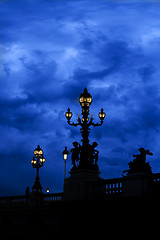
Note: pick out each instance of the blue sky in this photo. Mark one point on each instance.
(49, 52)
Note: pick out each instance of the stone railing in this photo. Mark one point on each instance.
(104, 188)
(23, 201)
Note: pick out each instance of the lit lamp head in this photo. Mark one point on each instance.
(65, 153)
(38, 151)
(33, 161)
(85, 98)
(102, 115)
(68, 114)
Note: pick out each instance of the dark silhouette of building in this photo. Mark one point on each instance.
(88, 204)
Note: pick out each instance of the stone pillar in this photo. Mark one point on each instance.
(137, 184)
(75, 186)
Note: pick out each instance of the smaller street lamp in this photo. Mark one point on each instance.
(37, 162)
(65, 156)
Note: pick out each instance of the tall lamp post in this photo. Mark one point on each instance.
(37, 162)
(85, 156)
(65, 156)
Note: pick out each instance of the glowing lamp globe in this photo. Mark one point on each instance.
(85, 98)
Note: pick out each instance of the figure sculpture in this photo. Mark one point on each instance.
(139, 163)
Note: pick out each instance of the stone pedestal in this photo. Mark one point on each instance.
(137, 184)
(75, 186)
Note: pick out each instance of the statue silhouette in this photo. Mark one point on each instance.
(139, 163)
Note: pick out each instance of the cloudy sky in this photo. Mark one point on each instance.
(50, 50)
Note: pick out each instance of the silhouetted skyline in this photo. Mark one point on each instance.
(51, 51)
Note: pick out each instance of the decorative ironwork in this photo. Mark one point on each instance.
(37, 162)
(85, 155)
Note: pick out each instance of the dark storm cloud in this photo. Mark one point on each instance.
(51, 51)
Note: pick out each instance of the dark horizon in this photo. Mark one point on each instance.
(51, 51)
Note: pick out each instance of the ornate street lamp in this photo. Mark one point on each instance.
(37, 162)
(85, 156)
(65, 156)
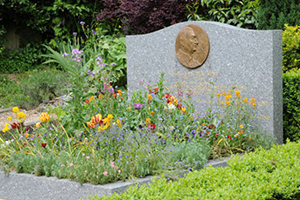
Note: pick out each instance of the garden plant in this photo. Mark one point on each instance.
(105, 134)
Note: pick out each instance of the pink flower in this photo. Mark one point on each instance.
(112, 164)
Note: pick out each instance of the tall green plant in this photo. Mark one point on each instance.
(291, 47)
(274, 14)
(234, 12)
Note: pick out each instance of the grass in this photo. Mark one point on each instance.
(29, 89)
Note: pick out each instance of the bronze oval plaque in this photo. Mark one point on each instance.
(192, 46)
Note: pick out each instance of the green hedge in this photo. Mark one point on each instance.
(291, 105)
(263, 174)
(273, 14)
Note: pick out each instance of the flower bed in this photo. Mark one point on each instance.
(104, 134)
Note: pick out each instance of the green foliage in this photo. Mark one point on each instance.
(31, 88)
(274, 14)
(39, 87)
(291, 47)
(291, 105)
(52, 18)
(193, 154)
(17, 61)
(259, 175)
(9, 89)
(234, 12)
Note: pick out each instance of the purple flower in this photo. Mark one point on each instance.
(138, 106)
(65, 54)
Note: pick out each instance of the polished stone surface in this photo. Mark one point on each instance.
(250, 60)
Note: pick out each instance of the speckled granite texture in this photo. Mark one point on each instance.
(30, 187)
(250, 60)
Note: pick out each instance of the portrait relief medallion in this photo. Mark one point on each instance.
(192, 46)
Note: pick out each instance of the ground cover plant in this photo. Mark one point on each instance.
(105, 133)
(263, 174)
(29, 89)
(123, 137)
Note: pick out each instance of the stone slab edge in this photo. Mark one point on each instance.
(30, 187)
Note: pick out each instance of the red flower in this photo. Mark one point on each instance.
(211, 126)
(152, 126)
(44, 144)
(229, 137)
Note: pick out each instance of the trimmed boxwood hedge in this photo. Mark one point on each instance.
(263, 174)
(291, 105)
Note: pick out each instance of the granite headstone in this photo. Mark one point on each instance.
(250, 60)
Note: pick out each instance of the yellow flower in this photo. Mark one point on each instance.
(21, 115)
(90, 125)
(44, 117)
(148, 120)
(119, 123)
(228, 97)
(5, 129)
(15, 109)
(38, 125)
(110, 117)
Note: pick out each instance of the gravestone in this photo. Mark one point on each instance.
(250, 60)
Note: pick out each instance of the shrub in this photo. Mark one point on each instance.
(291, 47)
(291, 105)
(274, 14)
(260, 175)
(143, 16)
(238, 13)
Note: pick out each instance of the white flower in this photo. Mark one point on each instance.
(171, 107)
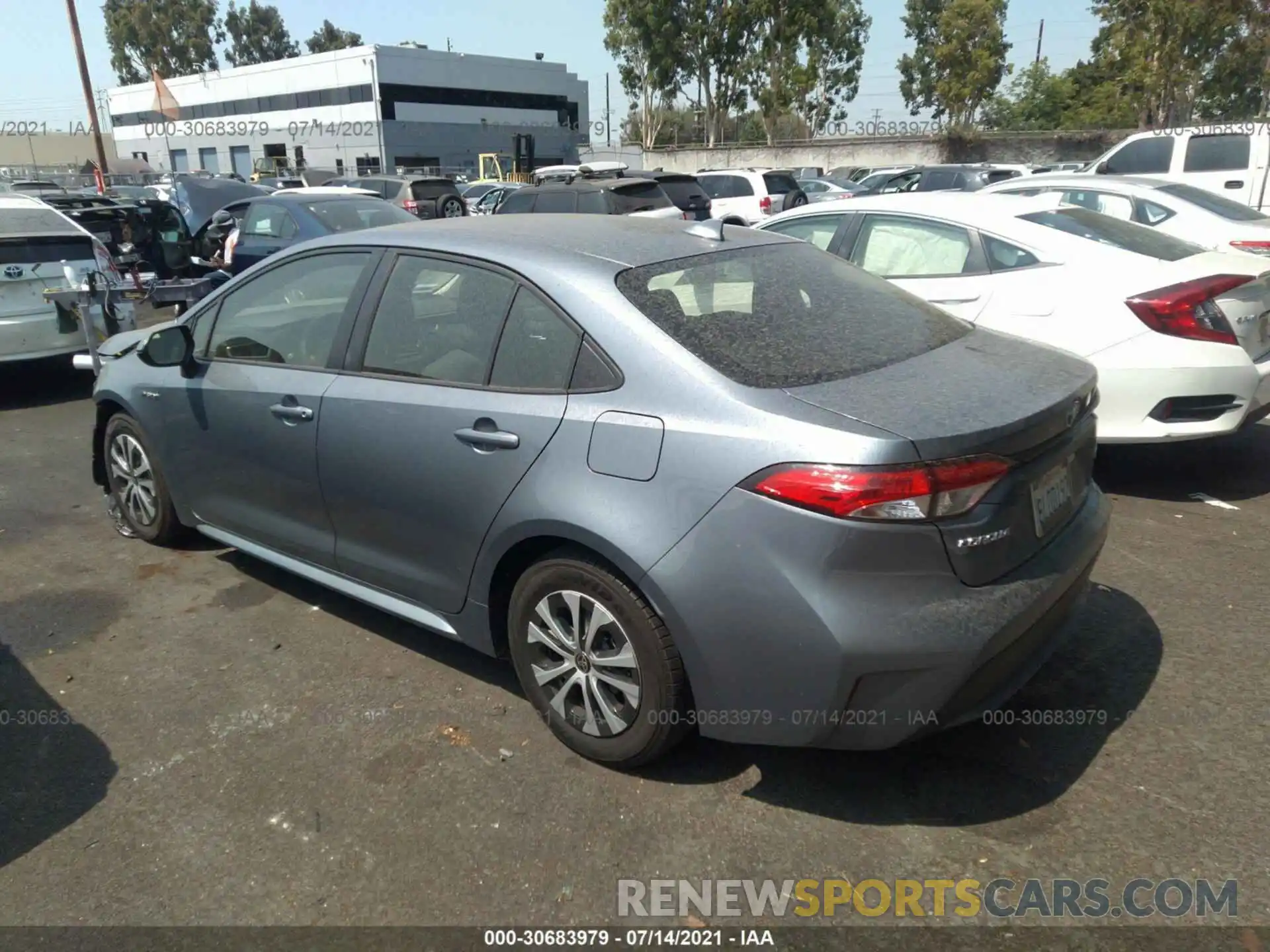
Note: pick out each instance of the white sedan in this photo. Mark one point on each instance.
(1173, 207)
(1180, 334)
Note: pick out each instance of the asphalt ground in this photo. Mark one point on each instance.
(238, 746)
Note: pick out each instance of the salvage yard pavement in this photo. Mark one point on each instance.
(226, 744)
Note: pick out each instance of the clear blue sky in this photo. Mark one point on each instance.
(40, 81)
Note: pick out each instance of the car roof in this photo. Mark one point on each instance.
(1090, 182)
(539, 244)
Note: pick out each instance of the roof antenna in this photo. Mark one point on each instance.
(710, 229)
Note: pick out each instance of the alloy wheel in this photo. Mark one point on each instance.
(134, 480)
(586, 664)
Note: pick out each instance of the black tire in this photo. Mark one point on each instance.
(658, 721)
(164, 528)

* The task
Reproduce all of the data above line for line without changes, leaving out the pictures.

* Task output
Note: pick out each instance of the blue sky in this photo. Mark one point on each instance.
(49, 52)
Note: pick out each instance of the stone railing in this photo. Mark one point on each instance.
(104, 188)
(23, 201)
Note: pick out each instance of the lit lamp head in this photo. Mark one point on each instance.
(65, 153)
(38, 151)
(33, 161)
(85, 98)
(102, 115)
(68, 114)
Note: pick out each instance of the dark silhouette of building in this photo. Mark one point on each instance.
(88, 204)
Note: pick out each instance of the stone pillar in this photo. Mark one point on each instance.
(137, 184)
(75, 186)
Note: pick out each instance of the smaller street lamp in this photo. Mark one point on each instance.
(37, 162)
(65, 156)
Note: pick out each instance of the tall lamp post in this photo. Mark one point on each instance.
(37, 162)
(85, 156)
(65, 156)
Note: pick out each instance of the glowing lamp globe in this photo. Mark one point on each instance.
(85, 98)
Note: pick out each instance of the figure sculpture in this photo. Mark one point on each instance.
(139, 163)
Note: pick out each instance of the stone pedestal in this photo. Mark one point on each instance.
(137, 184)
(75, 186)
Note: pick out each instance of the statue silhouette in this photo. Mark one point on each instance.
(139, 163)
Note: pick out each instance of the cloudy sky in this photo. Mark one point on each instance.
(50, 50)
Note: pick out each instance of the silhouetted skyline in this photo. Mark one point on each instance.
(51, 51)
Note: pick out each instance of the decorative ironwork in this photo. Mark one point on each instance.
(37, 162)
(85, 155)
Note: pick out each instance of the dark storm cloud in this photo. Mark one point on each instance.
(51, 51)
Note: pick out each instance of the dark horizon in this photo. Mark one point on each instance.
(51, 51)
Note: pick out each instance of the ornate street lamp in this photo. Mark one point on each instance.
(37, 162)
(85, 156)
(65, 156)
Note: pick out each instance of the garden plant in this photo. Mark one point on each instance.
(105, 134)
Note: pick out each instance of the pink flower in this photo. Mark one point on each instance.
(112, 164)
Note: pick out each instance of the tall green plant in this photo. Mark one point on each instance.
(291, 47)
(274, 14)
(234, 12)
Note: pick out each instance of the grass in this photo. Mark one point on each instance.
(29, 89)
Note: pick out each instance of the bronze oval plaque in this photo. Mark one point on each instance.
(192, 46)
Note: pick out each instance of the green hedge in this photo. Mark one point on each instance.
(291, 105)
(263, 174)
(273, 14)
Note: pick out each instance of the flower bed in this photo. Mark one point on each instance.
(104, 134)
Note: pick out each instance of the green foliage in this photo. Mark one point on each instance.
(31, 88)
(274, 14)
(39, 87)
(291, 47)
(291, 105)
(52, 18)
(193, 154)
(17, 61)
(259, 175)
(9, 89)
(234, 12)
Note: pick out each instance of the purple flower in this photo. Mark one point on each instance.
(138, 106)
(65, 54)
Note: pick out each instance of the polished stone surface in this photo. Mark one point on each instance.
(250, 60)
Note: pick out each instance of the speckled granite texture in this photo. Mark one point on each instance.
(30, 187)
(250, 60)
Note: pick out each instance of the portrait relief medallion in this photo. Mark one point on each instance.
(192, 46)
Note: pick out each instance of the ground cover plant in this photo. Mark one point on each instance.
(105, 133)
(263, 174)
(29, 89)
(123, 137)
Note: pick out each instance of the stone slab edge in this photo. Mark one point on each instance.
(30, 187)
Note: pick out each instance of the red flower in this photo. Mark one point on each instance.
(211, 126)
(152, 126)
(44, 144)
(229, 137)
Note: pick out each instance of the trimmed boxwood hedge in this photo. Mark one point on each instance.
(263, 174)
(291, 105)
Note: pick out each instance of the granite headstone in this photo. Mark one point on each instance.
(250, 60)
Note: pick out each instance of the yellow flower in this photo. Mark one point on each instance.
(21, 115)
(90, 125)
(44, 117)
(148, 120)
(119, 123)
(228, 97)
(5, 129)
(15, 109)
(38, 125)
(110, 117)
Note: pick out each instance of the gravestone in this photo. Mark one point on each instance.
(250, 60)
Note: pick out each instance of the shrub in this photo. Mark one point on each instance.
(291, 47)
(291, 105)
(274, 14)
(260, 175)
(143, 16)
(238, 13)
Note: pick out each instance of the white flower in this photo. Mark one point on each instance.
(171, 107)
Note: pick out each instance of the white sedan in this photo. Mark one point on each instance.
(1173, 207)
(1180, 334)
Note: pick out each instance of the asphalt ground in this photo. Mark one point on each instance.
(238, 746)
Note: pick out each instance of the salvage yard pavement in this photo. Mark one point on each instance.
(226, 744)
Note: pick out each instance of the clear blue sky in this photo. Mark one point on each instance.
(40, 81)
Note: pick out each instance of the car roof in this photo. Mark one point on each instance.
(1090, 182)
(539, 244)
Note: pick out each instance of the roof antenna in this photo. Mark one point on each instance.
(710, 229)
Note: pick out each instance of the alloy wheel in this photo. Mark one point on each instance.
(134, 480)
(586, 664)
Note: pick out each instance of the black tire in this photo. Mark one point on each instance.
(658, 721)
(164, 528)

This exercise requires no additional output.